TEXT SHOWN:
=== Begin Enclosure ===
Presidents have come in for their share of grief and more for pardoning people before they had even been convicted of crimes.
The most famous example is Gerald Ford’s pardon of Richard Nixon, who never fully acknowledged his role in Watergate. Then there was George H.W. Bush’s decision to pardon Casper Weinberger, the defense secretary when Bush was vice president, before his trial on charges that he lied to Congress about illegal arm sales to Iran.
Both presidents faced waves of criticism; Ford arguably lost the election to Jimmy Carter because he let Nixon off the hook.
Now President Biden is mulling his own pre-emptive pardons. But these are of a whole different cloth. In a distressing sign of the political times, Mr. Biden is considering pre-emptive pardons for elected officials and government employees for any possible crimes over several years, though their only crime, as far as we know, seems to be running afoul of the incoming president.
Mr. Biden has less than a week to do it. And he should.
At the same time, Donald Trump has been talking about his own potential pardons of supporters convicted in the storming of the Capitol in 2021. He no doubt hopes that such pardons will whitewash the history of an attempted insurrection that was broadcast in all its chaos and violence on national television.
Pardons by their nature carry an imputation of guilt. This is what Ford thought when he pardoned Nixon. By accepting the pardon, his predecessor was implicitly acknowledging his guilt in the cover-up of the Watergate burglary. At least three dozen of his subordinates went to prison. But Nixon’s public contrition was so faint as to be inaudible. Admitting only to “mistakes and misjudgments,” Nixon consented to release a statement prepared with his lawyer saying that “the way I tried to deal with Watergate was the wrong way.”
For the people whom Mr. Biden is considering for these rare pre-emptive pardons, the calculation is different than it was for Nixon, who almost certainly would have faced prosecution for real crimes.
The people Mr. Biden might pardon — Liz Cheney, Dr. Anthony Fauci and perhaps many of the 60 names on the published list of people whom Kash Patel, Mr. Trump’s pick for F.B.I. director, has singled out as deep-state “corrupt actors” — will have to decide whether to accept the implication of wrongdoing in order to avoid years of harassment and expense in facing down open-ended, high-profile federal inquiries.
Some, like the former Republican congressman Adam Kinzinger and Senator Adam Schiff, a Democrat of California, both sharp critics of Mr. Trump, seem prepared for the challenge. Both have said they do not want pardons, arguing that accepting one would falsely suggest that they had committed crimes.
But for others, like Dr. Fauci, who helped lead the U.S. response to Covid as the nation’s top infectious diseases expert, and Ms. Cheney, a former congresswoman and vociferous Trump critic, a pardon and the insinuation that accompanies it could be a small cost for evading the unending grind of confronting a Trump Justice Department most likely eager to please the boss. Given that, Mr. Biden should use his broad pardon authority to shield Mr. Trump’s potential targets from persecution.
Mr. Biden’s health secretary, Xavier Becerra, a former attorney general of California, has suggested that the president not grant pre-emptive pardons, saying, “It sinks my heart to think that we’re going to use the pardon process in a way that will follow the whims of whoever’s in the White House.”
=== End Enclosure ===
TASKS TO PERFORM:
[a] In the piece on pre-emptive pardons, why do Adam Kinzinger and Adam Schiff say they do not want pardons?
[b] Copy the piece on pre-emptive pardons word for word, from "The most famous" up to and including "off the hook.".

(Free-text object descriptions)
=== Begin Enclosure ===
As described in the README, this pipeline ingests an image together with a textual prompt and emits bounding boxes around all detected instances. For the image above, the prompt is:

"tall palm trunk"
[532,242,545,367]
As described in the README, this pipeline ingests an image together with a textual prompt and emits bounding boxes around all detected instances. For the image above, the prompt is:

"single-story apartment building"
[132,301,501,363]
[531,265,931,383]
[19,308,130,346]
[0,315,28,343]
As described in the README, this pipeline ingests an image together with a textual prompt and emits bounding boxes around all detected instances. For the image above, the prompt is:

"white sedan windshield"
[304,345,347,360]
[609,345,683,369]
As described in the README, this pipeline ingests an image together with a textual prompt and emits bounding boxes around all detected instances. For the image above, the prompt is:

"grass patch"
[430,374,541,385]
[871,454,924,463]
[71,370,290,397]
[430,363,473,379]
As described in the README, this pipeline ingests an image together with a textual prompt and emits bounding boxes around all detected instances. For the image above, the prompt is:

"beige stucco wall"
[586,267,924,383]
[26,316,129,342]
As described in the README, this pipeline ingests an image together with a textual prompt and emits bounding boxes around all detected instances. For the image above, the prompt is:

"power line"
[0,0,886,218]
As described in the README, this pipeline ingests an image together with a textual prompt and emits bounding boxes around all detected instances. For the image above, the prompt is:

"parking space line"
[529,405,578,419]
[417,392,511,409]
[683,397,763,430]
=== End Enclosure ===
SOLUTIONS TO EACH TASK:
[a] They argue that accepting a pardon would falsely suggest that they had committed crimes, since pardons by their nature carry an imputation of guilt.

[b]
The most famous example is Gerald Ford’s pardon of Richard Nixon, who never fully acknowledged his role in Watergate. Then there was George H.W. Bush’s decision to pardon Casper Weinberger, the defense secretary when Bush was vice president, before his trial on charges that he lied to Congress about illegal arm sales to Iran.
Both presidents faced waves of criticism; Ford arguably lost the election to Jimmy Carter because he let Nixon off the hook.